TASK INSTRUCTIONS
Show each line below that contains the string "cloudy", copied in full. Matching is case-sensitive.

--- INFORMATION PROVIDED ---

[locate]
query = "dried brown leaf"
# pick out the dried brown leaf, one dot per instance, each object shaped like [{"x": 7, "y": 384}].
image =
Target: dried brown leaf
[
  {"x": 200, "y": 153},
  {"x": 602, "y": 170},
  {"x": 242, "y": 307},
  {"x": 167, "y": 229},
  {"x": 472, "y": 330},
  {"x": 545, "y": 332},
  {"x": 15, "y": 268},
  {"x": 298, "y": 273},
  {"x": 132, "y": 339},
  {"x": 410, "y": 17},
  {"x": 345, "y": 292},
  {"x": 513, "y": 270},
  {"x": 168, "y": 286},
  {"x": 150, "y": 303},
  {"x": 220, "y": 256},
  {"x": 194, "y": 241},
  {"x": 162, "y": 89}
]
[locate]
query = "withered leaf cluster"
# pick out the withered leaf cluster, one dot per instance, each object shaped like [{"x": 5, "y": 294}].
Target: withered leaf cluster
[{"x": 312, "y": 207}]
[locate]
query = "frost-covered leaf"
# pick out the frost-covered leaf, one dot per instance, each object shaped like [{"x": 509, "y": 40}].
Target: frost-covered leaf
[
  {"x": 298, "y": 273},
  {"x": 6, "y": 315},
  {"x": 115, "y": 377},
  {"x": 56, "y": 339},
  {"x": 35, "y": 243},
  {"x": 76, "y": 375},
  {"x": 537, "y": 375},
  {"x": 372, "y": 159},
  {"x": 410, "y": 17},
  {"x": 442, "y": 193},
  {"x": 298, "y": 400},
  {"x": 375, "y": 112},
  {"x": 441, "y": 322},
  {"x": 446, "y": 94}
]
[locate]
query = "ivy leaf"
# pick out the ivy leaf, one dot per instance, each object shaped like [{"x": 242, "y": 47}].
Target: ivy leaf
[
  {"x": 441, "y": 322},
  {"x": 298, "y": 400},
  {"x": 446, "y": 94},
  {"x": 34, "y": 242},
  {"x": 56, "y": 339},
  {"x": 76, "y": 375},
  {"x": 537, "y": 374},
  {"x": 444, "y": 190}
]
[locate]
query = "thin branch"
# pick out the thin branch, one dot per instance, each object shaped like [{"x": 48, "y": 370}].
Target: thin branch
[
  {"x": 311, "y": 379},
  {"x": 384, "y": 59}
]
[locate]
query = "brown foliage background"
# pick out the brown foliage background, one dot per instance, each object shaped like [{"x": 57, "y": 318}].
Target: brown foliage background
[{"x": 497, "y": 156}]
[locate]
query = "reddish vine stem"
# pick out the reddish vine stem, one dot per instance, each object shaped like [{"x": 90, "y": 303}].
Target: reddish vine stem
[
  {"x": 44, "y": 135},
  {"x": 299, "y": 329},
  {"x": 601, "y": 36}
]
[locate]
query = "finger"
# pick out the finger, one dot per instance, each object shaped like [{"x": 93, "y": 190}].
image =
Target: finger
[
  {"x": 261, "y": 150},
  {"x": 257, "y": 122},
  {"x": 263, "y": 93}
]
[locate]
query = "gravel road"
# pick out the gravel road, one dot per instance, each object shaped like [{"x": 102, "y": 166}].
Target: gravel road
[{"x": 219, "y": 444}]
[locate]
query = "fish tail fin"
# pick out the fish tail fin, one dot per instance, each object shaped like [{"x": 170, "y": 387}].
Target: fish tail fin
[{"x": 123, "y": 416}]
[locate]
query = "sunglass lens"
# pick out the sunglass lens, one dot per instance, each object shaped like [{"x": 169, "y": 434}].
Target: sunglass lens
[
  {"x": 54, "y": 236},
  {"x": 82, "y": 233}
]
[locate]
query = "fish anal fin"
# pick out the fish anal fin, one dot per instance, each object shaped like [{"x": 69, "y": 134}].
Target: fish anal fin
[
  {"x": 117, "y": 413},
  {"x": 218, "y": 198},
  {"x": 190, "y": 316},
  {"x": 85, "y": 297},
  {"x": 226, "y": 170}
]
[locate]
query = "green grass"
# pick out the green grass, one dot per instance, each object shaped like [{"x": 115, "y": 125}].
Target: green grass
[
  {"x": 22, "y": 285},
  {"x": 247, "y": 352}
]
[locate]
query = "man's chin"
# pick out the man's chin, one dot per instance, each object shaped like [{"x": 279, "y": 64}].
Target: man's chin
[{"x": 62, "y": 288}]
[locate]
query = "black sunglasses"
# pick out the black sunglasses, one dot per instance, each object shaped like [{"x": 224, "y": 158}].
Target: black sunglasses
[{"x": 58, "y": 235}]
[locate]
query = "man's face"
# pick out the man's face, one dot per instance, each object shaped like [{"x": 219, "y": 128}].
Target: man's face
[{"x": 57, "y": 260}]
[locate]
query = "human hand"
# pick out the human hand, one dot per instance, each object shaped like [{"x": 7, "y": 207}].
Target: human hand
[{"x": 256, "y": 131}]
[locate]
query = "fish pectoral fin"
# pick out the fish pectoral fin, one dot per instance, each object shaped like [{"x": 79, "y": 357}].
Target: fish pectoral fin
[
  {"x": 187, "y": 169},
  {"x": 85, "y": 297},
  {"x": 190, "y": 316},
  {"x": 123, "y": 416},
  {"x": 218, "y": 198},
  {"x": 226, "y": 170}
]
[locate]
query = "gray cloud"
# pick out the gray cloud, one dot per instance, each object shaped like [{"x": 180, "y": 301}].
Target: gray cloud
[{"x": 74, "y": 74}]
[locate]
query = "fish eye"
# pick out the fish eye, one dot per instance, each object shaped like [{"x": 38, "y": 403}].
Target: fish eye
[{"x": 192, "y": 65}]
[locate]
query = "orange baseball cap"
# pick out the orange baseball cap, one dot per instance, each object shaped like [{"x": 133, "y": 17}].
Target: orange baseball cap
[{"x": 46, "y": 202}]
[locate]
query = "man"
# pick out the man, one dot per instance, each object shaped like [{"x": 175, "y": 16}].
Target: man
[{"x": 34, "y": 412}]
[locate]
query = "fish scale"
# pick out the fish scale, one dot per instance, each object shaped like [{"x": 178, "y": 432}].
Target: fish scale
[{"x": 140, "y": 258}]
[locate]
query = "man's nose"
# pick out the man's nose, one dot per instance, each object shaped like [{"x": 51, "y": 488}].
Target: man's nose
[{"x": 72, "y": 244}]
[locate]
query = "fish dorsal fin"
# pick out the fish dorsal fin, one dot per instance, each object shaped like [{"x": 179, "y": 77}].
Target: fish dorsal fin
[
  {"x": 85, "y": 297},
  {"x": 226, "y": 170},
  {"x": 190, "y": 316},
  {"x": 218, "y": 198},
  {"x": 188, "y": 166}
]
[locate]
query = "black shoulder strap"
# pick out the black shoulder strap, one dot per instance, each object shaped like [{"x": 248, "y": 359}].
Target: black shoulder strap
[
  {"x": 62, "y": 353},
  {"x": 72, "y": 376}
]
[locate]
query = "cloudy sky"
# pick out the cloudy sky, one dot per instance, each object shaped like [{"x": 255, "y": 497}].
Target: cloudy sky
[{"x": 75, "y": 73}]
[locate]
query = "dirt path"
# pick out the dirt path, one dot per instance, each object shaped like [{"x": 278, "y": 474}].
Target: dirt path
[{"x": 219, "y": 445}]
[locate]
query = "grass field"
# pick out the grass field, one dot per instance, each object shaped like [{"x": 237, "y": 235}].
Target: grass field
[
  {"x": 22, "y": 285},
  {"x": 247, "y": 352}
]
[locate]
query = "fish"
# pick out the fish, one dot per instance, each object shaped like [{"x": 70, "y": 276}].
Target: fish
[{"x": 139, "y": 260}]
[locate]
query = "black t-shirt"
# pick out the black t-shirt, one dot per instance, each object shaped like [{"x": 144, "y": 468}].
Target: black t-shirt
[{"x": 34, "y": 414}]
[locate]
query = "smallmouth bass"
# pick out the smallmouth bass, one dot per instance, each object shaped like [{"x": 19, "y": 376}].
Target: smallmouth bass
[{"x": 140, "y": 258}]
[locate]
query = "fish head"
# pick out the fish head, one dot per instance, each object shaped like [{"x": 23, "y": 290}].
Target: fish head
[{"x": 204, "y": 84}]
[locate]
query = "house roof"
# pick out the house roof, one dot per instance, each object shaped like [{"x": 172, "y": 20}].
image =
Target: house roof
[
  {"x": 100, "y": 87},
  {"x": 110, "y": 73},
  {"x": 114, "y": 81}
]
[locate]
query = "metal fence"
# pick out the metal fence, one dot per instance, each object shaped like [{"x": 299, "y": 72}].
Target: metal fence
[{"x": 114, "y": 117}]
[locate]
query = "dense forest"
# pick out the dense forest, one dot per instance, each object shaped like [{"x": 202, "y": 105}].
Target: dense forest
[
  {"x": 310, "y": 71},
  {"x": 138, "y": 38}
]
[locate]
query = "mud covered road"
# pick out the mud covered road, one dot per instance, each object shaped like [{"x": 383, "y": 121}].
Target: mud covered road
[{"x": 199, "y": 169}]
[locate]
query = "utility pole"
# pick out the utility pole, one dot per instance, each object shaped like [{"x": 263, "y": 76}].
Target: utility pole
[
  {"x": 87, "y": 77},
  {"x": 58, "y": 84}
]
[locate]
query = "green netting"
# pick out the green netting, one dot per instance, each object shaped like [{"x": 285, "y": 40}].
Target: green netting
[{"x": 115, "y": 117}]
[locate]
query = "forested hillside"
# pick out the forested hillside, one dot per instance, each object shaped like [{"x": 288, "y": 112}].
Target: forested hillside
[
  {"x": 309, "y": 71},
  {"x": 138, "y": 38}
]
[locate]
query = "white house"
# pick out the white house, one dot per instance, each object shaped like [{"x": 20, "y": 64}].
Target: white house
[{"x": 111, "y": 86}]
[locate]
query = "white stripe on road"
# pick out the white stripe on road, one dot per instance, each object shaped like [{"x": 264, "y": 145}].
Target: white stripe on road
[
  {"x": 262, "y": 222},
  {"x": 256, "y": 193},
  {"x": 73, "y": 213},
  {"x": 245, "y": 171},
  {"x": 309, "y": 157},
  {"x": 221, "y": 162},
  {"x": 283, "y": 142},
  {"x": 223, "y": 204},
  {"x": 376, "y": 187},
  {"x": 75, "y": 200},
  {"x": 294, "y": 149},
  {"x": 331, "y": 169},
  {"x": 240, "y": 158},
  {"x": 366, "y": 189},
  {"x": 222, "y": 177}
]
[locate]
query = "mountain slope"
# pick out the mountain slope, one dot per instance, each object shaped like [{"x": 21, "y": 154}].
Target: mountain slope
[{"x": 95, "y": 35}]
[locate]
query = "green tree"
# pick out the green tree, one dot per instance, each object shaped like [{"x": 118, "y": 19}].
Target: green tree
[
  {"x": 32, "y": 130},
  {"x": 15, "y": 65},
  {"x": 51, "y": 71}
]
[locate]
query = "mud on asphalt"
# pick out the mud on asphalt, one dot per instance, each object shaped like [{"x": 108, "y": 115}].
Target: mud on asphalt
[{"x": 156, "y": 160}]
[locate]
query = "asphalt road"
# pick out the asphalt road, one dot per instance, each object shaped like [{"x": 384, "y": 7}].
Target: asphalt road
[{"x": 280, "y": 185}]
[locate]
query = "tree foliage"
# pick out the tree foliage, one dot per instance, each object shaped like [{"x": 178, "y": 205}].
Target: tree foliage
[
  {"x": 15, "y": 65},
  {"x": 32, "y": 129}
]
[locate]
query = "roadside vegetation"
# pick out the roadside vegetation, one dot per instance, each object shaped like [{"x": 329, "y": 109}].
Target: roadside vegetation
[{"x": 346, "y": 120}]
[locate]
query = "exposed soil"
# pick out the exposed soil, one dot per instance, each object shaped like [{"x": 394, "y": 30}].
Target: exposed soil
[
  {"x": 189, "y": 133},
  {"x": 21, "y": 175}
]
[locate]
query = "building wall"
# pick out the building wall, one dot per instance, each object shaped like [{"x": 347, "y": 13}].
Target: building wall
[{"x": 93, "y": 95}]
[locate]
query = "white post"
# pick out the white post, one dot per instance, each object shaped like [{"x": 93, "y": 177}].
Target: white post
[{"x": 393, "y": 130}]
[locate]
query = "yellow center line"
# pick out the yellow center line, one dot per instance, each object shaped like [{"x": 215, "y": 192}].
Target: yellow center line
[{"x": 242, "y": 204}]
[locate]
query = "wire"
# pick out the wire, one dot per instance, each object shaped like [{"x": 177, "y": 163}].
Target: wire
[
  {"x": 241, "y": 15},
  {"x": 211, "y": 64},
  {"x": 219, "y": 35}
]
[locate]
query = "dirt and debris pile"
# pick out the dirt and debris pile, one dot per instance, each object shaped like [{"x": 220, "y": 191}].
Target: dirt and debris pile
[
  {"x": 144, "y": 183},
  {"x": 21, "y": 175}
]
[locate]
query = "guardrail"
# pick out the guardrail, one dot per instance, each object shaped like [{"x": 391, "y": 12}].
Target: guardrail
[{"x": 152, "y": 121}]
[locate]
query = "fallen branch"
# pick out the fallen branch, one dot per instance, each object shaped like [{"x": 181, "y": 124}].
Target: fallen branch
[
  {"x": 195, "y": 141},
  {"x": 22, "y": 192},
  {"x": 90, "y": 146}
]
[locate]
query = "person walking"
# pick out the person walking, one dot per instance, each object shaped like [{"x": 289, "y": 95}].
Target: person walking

---

SOLUTION TO THIS PROBLEM
query = "cloudy sky"
# pick out the cloudy sky, one dot per instance, each object shaped like [{"x": 255, "y": 497}].
Target: cloudy sky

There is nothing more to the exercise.